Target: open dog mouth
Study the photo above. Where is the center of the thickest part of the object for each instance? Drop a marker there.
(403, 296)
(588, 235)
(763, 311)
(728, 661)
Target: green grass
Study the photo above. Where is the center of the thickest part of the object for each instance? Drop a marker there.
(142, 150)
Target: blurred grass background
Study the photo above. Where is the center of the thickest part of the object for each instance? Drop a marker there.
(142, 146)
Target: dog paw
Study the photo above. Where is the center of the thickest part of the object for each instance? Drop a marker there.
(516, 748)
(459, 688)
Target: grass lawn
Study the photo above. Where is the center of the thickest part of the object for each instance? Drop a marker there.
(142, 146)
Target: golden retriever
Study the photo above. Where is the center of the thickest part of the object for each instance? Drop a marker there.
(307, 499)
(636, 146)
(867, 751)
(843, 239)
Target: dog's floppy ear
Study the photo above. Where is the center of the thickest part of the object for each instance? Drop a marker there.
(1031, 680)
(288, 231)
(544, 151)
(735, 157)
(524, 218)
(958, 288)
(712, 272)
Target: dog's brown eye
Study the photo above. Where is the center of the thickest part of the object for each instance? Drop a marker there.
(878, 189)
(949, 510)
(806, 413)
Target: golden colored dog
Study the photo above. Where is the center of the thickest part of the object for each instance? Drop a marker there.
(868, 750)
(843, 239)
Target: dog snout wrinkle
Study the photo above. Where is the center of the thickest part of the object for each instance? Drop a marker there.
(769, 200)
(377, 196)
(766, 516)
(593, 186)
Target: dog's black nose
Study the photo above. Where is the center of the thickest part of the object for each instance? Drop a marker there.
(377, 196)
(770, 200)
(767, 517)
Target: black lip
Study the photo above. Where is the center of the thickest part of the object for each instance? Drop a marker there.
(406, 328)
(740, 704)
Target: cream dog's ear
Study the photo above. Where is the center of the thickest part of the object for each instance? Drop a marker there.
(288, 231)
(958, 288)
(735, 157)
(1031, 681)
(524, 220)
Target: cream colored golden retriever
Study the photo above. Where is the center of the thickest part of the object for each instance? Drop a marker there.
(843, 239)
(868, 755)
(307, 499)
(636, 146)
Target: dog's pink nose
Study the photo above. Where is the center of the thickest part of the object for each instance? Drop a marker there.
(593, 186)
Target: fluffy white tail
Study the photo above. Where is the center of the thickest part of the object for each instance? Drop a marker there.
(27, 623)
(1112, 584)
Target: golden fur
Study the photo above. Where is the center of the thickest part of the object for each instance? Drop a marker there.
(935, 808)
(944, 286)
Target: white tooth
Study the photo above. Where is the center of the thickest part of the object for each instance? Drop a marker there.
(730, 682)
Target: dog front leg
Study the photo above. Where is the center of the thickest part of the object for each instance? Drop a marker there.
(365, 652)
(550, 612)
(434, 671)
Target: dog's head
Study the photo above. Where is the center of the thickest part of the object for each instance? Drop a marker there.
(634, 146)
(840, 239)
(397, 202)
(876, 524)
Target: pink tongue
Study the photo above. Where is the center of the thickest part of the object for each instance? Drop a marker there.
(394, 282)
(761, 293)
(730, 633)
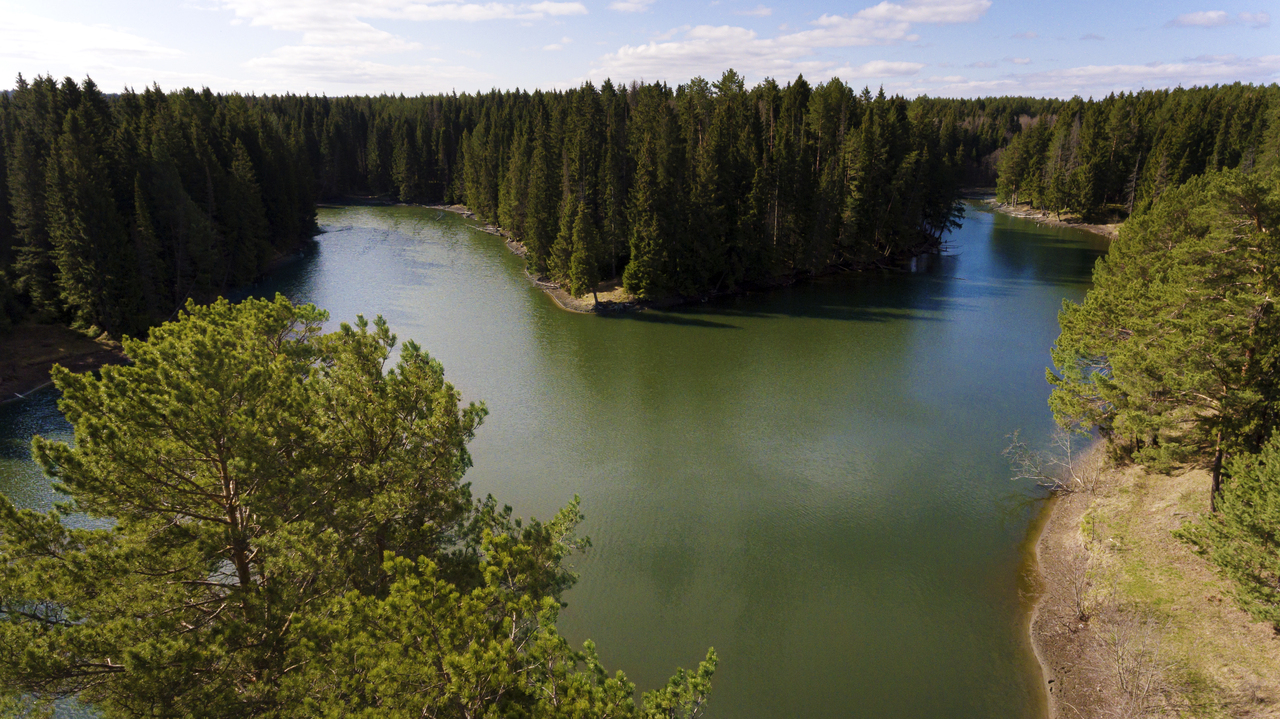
--
• [To be done]:
Copy every line of the records above word for word, leaving out the picture.

• [Response to this task]:
Target: open dog mouth
Study the photo above. Where is the center of the thickest part of the object for each instance? Drop a marker there.
(403, 296)
(588, 235)
(763, 311)
(728, 661)
Target: green grass
Study the photo above. Where is the center of the thickest part of the object for each instance? Drop a marker there.
(142, 150)
Target: blurred grass background
Study the photo above. Where is the center of the thickest part of the object for each instance? Drop a marker there.
(142, 146)
Target: dog paw
Study the photo above. Where is the center of the thickest part of the object for each instance? Drop a marker there.
(516, 748)
(459, 688)
Target: grass lawn
Study the photo above. Where is the center of the thickest part of the object for each instance? Drop a marker there.
(142, 146)
Target: golden retriever
Study the photo above. Where is the center of the thickest part of the object for each instance? Drop a marker there.
(307, 499)
(636, 146)
(867, 751)
(843, 239)
Target: dog's floppy ear
Study the photo above. Where is the center of the thickest part of the object for each instance? Drop a marker there.
(1031, 680)
(288, 231)
(544, 151)
(735, 157)
(524, 218)
(958, 288)
(712, 272)
Target: dog's brown eye
Study the photo above. Where is the center of the thickest part of the object for each instance? Drop a marker there.
(878, 189)
(949, 510)
(806, 413)
Target: golden colored dog
Study the photo above. Where is the center of the thickest part of the object for each instance? Drop a marker there.
(868, 750)
(843, 239)
Target: dog snout wrinkle
Study the photo above. Where is the center of the thickest part of the object for each instance? Drop a marker there.
(769, 200)
(377, 196)
(766, 516)
(593, 186)
Target: dog's black nose
Study the photo above. Where is the center of the thickest part of the object for each instance? Drop a marker there.
(377, 196)
(770, 200)
(767, 517)
Target: black lip
Study the photo above. Where is the center of the thickest part of the object for each instance? Drop a marker there.
(406, 328)
(740, 704)
Target: cream dog's ear
Study the photo above. Where is the center of the thickest part of the object for each instance? Drop a marker there.
(288, 231)
(958, 288)
(735, 157)
(1031, 681)
(524, 220)
Target: cream colored golden retriever
Study the photo above. Where is the center of the thickest part of the object for each instance? Drop a marker there.
(843, 239)
(868, 755)
(307, 499)
(636, 146)
Target: dog's pink nose
Study the photo above. Where is the center of the thickest part of the object for each instance? Drop a marker there.
(593, 186)
Target: fluffy white tail
Study the photo above. Where is the center of the thickest part of the object for each instance? Drop a marker there.
(27, 623)
(1112, 584)
Target: golden fur
Study the photo above. Where is the center of the thickest part of the object for each instance? Drop a marker there.
(935, 808)
(944, 286)
Target: white tooth
Study the photo above. Where is the center of the thickest part of the object for each instance? Drop a marker there.
(730, 682)
Target: dog front leg
Study the photo above. Where is the center of the thickest part of the object for each instance? Drop a marker there.
(365, 652)
(550, 612)
(434, 671)
Target: dog's head
Study the photo above. Where is the center of the thickest part of the object for each instance? Drop a marker there.
(634, 146)
(840, 239)
(397, 202)
(876, 524)
Target: pink tongue
Study the photo above. Where is the center of the thickest part of the object for each instance? Drop a marker there.
(394, 282)
(761, 293)
(730, 633)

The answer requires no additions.